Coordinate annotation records
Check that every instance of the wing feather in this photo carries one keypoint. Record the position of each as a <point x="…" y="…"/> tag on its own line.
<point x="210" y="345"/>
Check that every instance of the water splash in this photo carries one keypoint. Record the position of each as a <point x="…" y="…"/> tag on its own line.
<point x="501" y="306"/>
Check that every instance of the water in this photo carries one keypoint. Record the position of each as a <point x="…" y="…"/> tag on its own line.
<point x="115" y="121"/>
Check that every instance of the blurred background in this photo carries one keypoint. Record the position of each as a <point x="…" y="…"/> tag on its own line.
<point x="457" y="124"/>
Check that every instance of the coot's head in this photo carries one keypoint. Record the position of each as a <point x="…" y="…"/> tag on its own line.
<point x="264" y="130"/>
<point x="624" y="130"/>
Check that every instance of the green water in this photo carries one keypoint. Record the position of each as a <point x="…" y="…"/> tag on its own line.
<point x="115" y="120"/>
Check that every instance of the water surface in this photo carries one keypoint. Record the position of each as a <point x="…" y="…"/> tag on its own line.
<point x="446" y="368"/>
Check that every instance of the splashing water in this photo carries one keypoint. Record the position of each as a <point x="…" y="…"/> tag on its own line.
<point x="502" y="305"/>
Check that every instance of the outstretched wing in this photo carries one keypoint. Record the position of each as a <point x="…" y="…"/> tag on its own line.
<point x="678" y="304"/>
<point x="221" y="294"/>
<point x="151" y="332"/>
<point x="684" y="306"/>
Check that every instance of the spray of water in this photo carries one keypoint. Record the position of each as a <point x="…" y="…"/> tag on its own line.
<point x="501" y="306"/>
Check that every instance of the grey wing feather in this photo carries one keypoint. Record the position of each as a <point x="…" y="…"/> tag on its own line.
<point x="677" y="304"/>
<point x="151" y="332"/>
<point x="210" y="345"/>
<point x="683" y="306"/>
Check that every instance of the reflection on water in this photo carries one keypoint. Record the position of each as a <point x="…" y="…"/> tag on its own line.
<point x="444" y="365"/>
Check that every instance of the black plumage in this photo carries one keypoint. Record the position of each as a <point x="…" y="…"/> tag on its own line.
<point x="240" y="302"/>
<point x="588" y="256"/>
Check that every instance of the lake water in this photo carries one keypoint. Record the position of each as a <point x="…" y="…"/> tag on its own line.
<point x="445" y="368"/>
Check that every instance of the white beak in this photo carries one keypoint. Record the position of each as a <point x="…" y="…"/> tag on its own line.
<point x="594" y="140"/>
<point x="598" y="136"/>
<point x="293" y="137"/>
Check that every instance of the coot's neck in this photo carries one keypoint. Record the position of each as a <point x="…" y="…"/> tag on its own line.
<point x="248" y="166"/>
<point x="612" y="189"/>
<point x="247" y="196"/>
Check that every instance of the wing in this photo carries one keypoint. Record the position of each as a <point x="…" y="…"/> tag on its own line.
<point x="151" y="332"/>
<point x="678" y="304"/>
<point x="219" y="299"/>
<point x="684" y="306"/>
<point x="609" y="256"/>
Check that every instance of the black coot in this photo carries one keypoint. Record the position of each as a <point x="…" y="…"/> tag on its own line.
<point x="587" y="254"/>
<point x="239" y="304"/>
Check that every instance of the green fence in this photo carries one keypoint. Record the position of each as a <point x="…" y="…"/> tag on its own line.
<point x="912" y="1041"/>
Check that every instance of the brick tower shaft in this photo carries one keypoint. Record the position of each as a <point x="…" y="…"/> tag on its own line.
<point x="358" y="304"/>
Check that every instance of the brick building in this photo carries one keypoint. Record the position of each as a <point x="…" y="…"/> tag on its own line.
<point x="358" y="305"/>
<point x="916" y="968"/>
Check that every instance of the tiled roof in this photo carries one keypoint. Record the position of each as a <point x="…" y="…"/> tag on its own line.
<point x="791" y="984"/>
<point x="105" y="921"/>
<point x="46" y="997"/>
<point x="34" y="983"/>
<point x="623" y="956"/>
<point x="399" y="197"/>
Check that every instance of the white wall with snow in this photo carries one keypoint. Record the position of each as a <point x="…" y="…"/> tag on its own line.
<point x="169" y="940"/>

Goal:
Reproduce the material exactly, with every line intact.

Answer:
Check that every instance of the wing feather in this photo carries one keypoint. Record the position of each as a <point x="…" y="…"/> tag on its own line.
<point x="210" y="345"/>
Check that every instance of the water splash in this photo carries one keypoint. Record the position of each as a <point x="…" y="…"/> tag on its own line.
<point x="501" y="306"/>
Check that every instance of the water in this photo carries one keypoint. Record the position of each as a <point x="…" y="…"/> tag on its own line.
<point x="115" y="121"/>
Check that every instance of the blurred background in this photo carries one keypoint. Record the position of each as a <point x="…" y="…"/> tag on its own line.
<point x="457" y="124"/>
Check that every instance of the coot's head in this photo carries one keypoint. Record the position of each as a <point x="…" y="…"/> tag on its own line.
<point x="264" y="130"/>
<point x="624" y="130"/>
Check that every instance of the green water in this photo carries one keypoint. Record the position of each as a <point x="…" y="…"/> tag on its own line.
<point x="115" y="120"/>
Check that every instance of the water surface in this photo carries one keypoint. Record the position of each as a <point x="…" y="…"/> tag on its own line.
<point x="446" y="368"/>
Check that every instance of the splashing water in this photo carries one keypoint. Record the position of each as a <point x="…" y="…"/> tag on its own line.
<point x="502" y="305"/>
Check that every instance of the outstretched wing in this photo carries one keypoint. Record the position of each as a <point x="…" y="…"/> tag on its own line.
<point x="678" y="304"/>
<point x="221" y="294"/>
<point x="151" y="332"/>
<point x="684" y="306"/>
Check that every instance of the spray of water in this photo carries one keypoint. Record the position of each as a <point x="…" y="…"/> tag on its own line.
<point x="501" y="306"/>
Check that every instance of the grey wing feather in this photo carries one keypoint. Record the position of each as a <point x="…" y="…"/> tag on its own line.
<point x="677" y="304"/>
<point x="151" y="332"/>
<point x="210" y="345"/>
<point x="683" y="306"/>
Check that every instance of the reflection on water in this photo carries one keypoint. Record the position of each as a <point x="…" y="…"/> tag on its own line.
<point x="444" y="365"/>
Check that every instance of the black plumage in this photo carries one keypoint. Record the position of each as a <point x="…" y="…"/> tag on its own line.
<point x="240" y="302"/>
<point x="588" y="256"/>
Check that every instance of the lake water in this photo carries one keypoint. Record the position of each as a <point x="…" y="…"/> tag on its own line.
<point x="445" y="368"/>
Check that every instance of the white beak in this photo carries one keypoint. Record the position of each as a <point x="…" y="…"/> tag on its own line.
<point x="594" y="140"/>
<point x="598" y="136"/>
<point x="293" y="137"/>
Check that every instance of the coot's neck in this photo carries one keypoint. Record the position of each as a <point x="…" y="…"/> tag on its own line.
<point x="248" y="166"/>
<point x="612" y="189"/>
<point x="247" y="196"/>
Check that every instance of the wing in this photo carries one keypoint. Record the position of each as a <point x="…" y="…"/> tag on its own line.
<point x="151" y="332"/>
<point x="678" y="304"/>
<point x="219" y="299"/>
<point x="684" y="306"/>
<point x="609" y="256"/>
Check that every instance of the black coot in this photo carries one keypoint. Record the position of each as a <point x="…" y="…"/> tag on its own line.
<point x="587" y="254"/>
<point x="239" y="304"/>
Check that every instance of the green fence in this photo carries one keypoint. Record the position of each as a <point x="…" y="…"/> tag on its own line.
<point x="912" y="1041"/>
Check that every instance of the brick tower shaft in this photo carries one keypoint. Record the position of each as a <point x="…" y="…"/> tag on its own line.
<point x="358" y="304"/>
Check that every instance of the brick building in this photo carries one keypoint. Record the position of each as a <point x="…" y="…"/> tag on its own line.
<point x="358" y="305"/>
<point x="916" y="968"/>
Check that every instance of the tiled roof in this photo carries one keypoint. Record the position of each as a <point x="…" y="…"/> tag on its own line.
<point x="791" y="984"/>
<point x="105" y="921"/>
<point x="46" y="997"/>
<point x="34" y="983"/>
<point x="623" y="956"/>
<point x="399" y="197"/>
Check that every instance of the white wall with snow in this photo carries one keypoint. Record the position of each as a <point x="…" y="…"/> tag on its own line.
<point x="169" y="940"/>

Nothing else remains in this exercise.